_Image location labeling entries_
════════
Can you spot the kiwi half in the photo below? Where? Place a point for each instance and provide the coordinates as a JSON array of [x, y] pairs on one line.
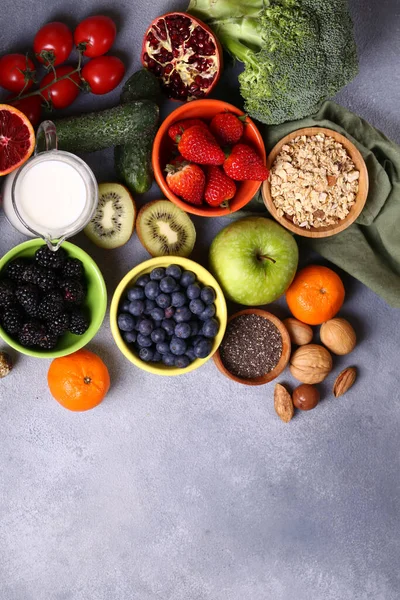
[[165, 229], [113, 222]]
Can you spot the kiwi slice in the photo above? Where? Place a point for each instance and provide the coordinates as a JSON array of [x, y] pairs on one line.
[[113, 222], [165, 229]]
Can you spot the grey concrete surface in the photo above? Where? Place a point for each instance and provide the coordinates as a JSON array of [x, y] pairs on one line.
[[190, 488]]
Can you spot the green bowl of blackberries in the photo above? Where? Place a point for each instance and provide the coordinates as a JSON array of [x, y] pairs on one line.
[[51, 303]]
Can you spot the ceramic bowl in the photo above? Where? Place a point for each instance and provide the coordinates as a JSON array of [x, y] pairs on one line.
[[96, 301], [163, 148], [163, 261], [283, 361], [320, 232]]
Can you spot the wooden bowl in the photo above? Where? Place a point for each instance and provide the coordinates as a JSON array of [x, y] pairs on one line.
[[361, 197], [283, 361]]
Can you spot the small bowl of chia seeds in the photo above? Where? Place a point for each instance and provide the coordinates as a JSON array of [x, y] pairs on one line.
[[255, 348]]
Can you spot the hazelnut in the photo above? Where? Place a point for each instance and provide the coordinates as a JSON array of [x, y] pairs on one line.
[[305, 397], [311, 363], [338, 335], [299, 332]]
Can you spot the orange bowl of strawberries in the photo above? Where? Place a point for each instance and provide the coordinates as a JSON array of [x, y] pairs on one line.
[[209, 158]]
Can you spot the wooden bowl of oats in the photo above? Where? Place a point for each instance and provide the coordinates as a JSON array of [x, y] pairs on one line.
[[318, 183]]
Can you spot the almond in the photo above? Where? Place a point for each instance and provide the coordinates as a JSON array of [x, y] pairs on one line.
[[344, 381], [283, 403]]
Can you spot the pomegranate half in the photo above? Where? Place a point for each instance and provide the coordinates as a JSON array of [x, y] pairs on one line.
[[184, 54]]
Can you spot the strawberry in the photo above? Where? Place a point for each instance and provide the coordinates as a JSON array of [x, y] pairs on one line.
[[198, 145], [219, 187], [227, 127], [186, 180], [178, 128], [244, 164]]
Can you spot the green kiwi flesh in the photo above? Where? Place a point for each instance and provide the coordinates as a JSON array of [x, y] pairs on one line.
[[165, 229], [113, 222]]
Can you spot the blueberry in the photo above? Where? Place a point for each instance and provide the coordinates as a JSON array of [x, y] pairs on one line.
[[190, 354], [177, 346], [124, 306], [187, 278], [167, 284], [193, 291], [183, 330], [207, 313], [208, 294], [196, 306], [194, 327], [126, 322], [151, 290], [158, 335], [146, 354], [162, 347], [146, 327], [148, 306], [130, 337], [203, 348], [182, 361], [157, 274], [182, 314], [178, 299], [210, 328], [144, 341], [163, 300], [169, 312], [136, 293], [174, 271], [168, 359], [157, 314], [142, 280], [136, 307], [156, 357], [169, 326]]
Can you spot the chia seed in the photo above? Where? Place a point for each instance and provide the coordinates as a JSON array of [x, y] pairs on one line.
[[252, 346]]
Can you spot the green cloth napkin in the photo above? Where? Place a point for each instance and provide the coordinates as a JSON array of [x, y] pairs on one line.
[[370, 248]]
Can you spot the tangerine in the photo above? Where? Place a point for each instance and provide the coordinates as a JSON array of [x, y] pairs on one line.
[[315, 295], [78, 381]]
════════
_Prompt_
Can you lay out the listing from the line with "Can you spot the orange" up to and including the line with "[[344, 381], [283, 403]]" as a two-column CSV with the columns text and answer? Put each text and its answer on one row, quote every field, and turn line breaks into spaces.

_Solution for this exercise_
text,answer
"Can you spot the orange bowl of strawberries in the photo above? Where? Place a point for each instance and provide the coordinates as a JSON array of [x, y] pairs on one line.","[[209, 158]]"
"Can you spot the wooden bowl of oats in the photo above? Where? Place a point for each instance and provide the coordinates as a JSON array of [x, y] pairs on one line.","[[318, 183]]"
"Can you spot the almond in the photo above? Where? Place a point for each instance and provide the coordinates as a JSON array of [x, y] pairs on one line.","[[344, 381], [283, 403]]"